Doel: Kun je de regels uit de records hieronder, vanaf de regel met "# target: railing" tot en met de regel met "60], [94, 61]]]", weergeven als genummerde lijst zonder lege regels?

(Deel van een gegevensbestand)

════

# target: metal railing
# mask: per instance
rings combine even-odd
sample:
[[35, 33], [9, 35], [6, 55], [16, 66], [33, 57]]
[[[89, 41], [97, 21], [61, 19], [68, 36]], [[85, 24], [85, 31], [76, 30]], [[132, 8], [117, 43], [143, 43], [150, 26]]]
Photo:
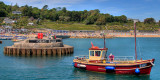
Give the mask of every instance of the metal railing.
[[115, 56], [114, 61], [133, 61], [135, 58], [133, 56]]

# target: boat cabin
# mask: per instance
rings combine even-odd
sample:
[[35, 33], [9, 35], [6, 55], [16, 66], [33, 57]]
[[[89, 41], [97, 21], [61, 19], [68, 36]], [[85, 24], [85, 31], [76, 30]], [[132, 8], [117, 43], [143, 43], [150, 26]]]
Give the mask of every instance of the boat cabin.
[[106, 53], [108, 48], [90, 48], [89, 60], [104, 60], [106, 59]]

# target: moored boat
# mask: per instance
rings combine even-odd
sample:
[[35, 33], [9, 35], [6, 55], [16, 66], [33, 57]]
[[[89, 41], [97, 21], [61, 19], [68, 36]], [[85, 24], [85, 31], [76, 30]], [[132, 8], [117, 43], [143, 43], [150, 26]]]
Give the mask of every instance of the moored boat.
[[[136, 23], [136, 22], [135, 22]], [[136, 53], [136, 26], [135, 26], [135, 58], [133, 56], [106, 57], [108, 48], [98, 48], [92, 44], [89, 56], [76, 56], [73, 65], [76, 68], [88, 71], [114, 73], [114, 74], [150, 74], [155, 59], [138, 60]]]

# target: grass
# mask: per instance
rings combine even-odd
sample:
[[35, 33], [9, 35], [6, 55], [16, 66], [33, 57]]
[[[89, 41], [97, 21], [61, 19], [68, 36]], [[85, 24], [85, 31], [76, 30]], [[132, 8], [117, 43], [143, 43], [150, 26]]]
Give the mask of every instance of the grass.
[[42, 25], [36, 26], [36, 28], [49, 28], [54, 30], [100, 30], [100, 27], [96, 25], [85, 25], [81, 23], [62, 24], [56, 22], [45, 22]]

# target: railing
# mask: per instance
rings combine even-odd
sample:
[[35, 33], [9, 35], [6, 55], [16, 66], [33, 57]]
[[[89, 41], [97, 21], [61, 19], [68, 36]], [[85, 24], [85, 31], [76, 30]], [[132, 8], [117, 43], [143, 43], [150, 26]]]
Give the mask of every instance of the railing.
[[[81, 56], [75, 56], [75, 59], [79, 59], [79, 60], [86, 60], [86, 59], [89, 59], [89, 56], [88, 55], [81, 55]], [[133, 56], [115, 56], [114, 57], [114, 61], [111, 61], [110, 58], [104, 58], [106, 60], [106, 63], [115, 63], [115, 62], [118, 62], [118, 63], [131, 63], [130, 61], [134, 61], [135, 58]], [[103, 59], [103, 60], [104, 60]], [[103, 60], [98, 60], [98, 63], [100, 62], [103, 62]], [[92, 61], [92, 60], [90, 60]], [[94, 60], [93, 60], [94, 61]]]
[[80, 55], [80, 56], [75, 56], [75, 59], [89, 59], [88, 55]]

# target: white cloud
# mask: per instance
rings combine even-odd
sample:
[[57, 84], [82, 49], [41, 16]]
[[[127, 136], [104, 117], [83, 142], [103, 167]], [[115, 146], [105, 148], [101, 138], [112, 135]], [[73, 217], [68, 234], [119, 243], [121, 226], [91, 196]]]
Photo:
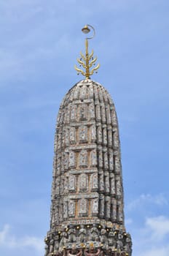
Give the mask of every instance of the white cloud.
[[154, 204], [159, 206], [167, 206], [168, 205], [168, 200], [162, 194], [159, 194], [154, 196], [150, 194], [142, 194], [138, 198], [130, 202], [127, 206], [127, 209], [132, 211], [146, 203]]
[[0, 248], [5, 246], [18, 249], [31, 247], [37, 252], [43, 254], [44, 244], [42, 238], [28, 236], [17, 238], [11, 233], [10, 230], [10, 226], [7, 224], [0, 231]]

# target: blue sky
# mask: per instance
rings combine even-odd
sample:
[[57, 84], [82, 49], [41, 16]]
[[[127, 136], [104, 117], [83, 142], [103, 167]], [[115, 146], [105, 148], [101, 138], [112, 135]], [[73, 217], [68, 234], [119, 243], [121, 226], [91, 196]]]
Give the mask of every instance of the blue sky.
[[0, 252], [40, 256], [50, 226], [56, 116], [84, 50], [119, 124], [133, 256], [169, 254], [168, 0], [1, 0]]

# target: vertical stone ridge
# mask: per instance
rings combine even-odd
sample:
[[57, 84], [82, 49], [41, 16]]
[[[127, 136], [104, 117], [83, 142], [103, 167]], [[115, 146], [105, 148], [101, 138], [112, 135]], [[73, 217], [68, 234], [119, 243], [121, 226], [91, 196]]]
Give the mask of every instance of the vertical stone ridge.
[[68, 91], [59, 109], [54, 145], [45, 255], [131, 255], [118, 122], [103, 86], [84, 80]]

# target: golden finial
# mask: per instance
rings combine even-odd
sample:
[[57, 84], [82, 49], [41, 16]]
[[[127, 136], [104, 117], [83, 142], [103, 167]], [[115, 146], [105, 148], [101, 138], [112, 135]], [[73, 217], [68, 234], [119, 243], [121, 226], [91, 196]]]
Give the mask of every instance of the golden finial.
[[[93, 31], [93, 35], [91, 37], [87, 37], [85, 39], [85, 48], [86, 48], [86, 53], [85, 56], [80, 52], [80, 59], [77, 59], [77, 61], [79, 64], [79, 67], [83, 67], [85, 71], [79, 69], [76, 67], [76, 65], [74, 66], [75, 69], [78, 72], [77, 75], [79, 75], [81, 73], [82, 75], [85, 76], [87, 79], [90, 78], [90, 75], [92, 75], [94, 73], [94, 71], [97, 70], [100, 64], [99, 63], [97, 64], [96, 67], [93, 67], [90, 69], [90, 67], [95, 65], [95, 61], [97, 61], [97, 57], [93, 58], [93, 50], [92, 50], [92, 53], [89, 54], [88, 53], [88, 39], [93, 39], [95, 37], [95, 29], [91, 25], [85, 25], [84, 27], [82, 29], [82, 32], [84, 34], [87, 34], [90, 31], [90, 28], [92, 28]], [[95, 72], [97, 73], [97, 71]]]

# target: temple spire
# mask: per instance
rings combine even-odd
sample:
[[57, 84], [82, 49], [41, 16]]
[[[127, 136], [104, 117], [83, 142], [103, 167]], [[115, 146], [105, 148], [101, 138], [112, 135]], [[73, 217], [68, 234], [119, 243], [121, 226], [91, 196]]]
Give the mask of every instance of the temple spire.
[[77, 71], [77, 75], [79, 75], [81, 73], [82, 75], [84, 75], [87, 79], [90, 78], [90, 76], [92, 75], [94, 72], [97, 73], [97, 69], [100, 67], [100, 64], [98, 63], [95, 67], [90, 69], [93, 66], [95, 65], [95, 61], [97, 61], [97, 57], [93, 57], [93, 50], [92, 50], [91, 53], [89, 54], [88, 52], [88, 39], [93, 39], [95, 37], [95, 29], [91, 25], [85, 25], [84, 27], [82, 29], [82, 32], [84, 34], [88, 34], [90, 31], [90, 27], [93, 31], [93, 35], [90, 37], [87, 37], [85, 39], [85, 55], [82, 54], [82, 52], [80, 52], [80, 59], [77, 59], [77, 61], [79, 64], [79, 67], [83, 67], [84, 69], [84, 71], [83, 69], [79, 69], [76, 67], [76, 65], [74, 66], [75, 69]]

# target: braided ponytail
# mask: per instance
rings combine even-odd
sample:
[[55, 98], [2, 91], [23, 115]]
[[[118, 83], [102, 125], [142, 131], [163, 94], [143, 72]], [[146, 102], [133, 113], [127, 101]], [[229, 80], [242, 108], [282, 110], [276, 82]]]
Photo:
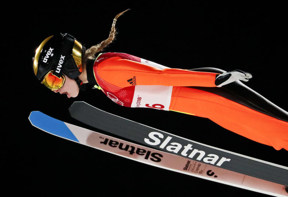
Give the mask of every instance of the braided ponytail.
[[111, 31], [110, 31], [110, 33], [109, 34], [109, 37], [106, 40], [102, 41], [101, 43], [97, 45], [92, 46], [86, 50], [85, 52], [85, 54], [82, 60], [82, 62], [86, 63], [88, 59], [93, 59], [95, 58], [95, 54], [96, 53], [102, 51], [104, 48], [112, 42], [112, 41], [115, 39], [115, 35], [117, 34], [116, 29], [115, 28], [115, 25], [116, 24], [117, 19], [124, 12], [130, 9], [126, 10], [121, 13], [119, 13], [115, 16], [114, 20], [113, 20], [113, 23], [112, 24]]

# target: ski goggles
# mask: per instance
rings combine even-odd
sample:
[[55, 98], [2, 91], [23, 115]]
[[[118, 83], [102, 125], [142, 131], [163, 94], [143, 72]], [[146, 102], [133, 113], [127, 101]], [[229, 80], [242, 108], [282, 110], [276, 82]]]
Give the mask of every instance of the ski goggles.
[[53, 70], [48, 73], [44, 77], [41, 83], [52, 91], [54, 91], [63, 86], [65, 81], [65, 77], [61, 75], [59, 78], [53, 75]]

════

Antwoord:
1. # target: railing
2. # mask: per instance
3. rings combine even-odd
4. sample:
5. [[35, 33], [9, 35], [6, 55], [16, 66], [33, 57]]
6. [[[89, 41], [97, 21], [61, 19], [68, 36]], [[85, 24], [85, 31], [76, 30]], [[132, 8], [117, 43], [143, 43], [150, 26]]]
7. Give the mask of every instance of the railing.
8. [[[81, 56], [75, 56], [75, 59], [79, 59], [79, 60], [86, 60], [86, 59], [89, 59], [89, 56], [88, 55], [81, 55]], [[133, 56], [115, 56], [114, 57], [114, 61], [111, 61], [110, 58], [104, 58], [106, 60], [106, 63], [115, 63], [115, 62], [118, 62], [118, 63], [131, 63], [130, 61], [134, 61], [135, 58]], [[103, 59], [103, 60], [104, 60]], [[103, 60], [98, 60], [98, 63], [100, 62], [103, 62]], [[92, 61], [92, 60], [90, 60]], [[94, 60], [93, 60], [94, 61]]]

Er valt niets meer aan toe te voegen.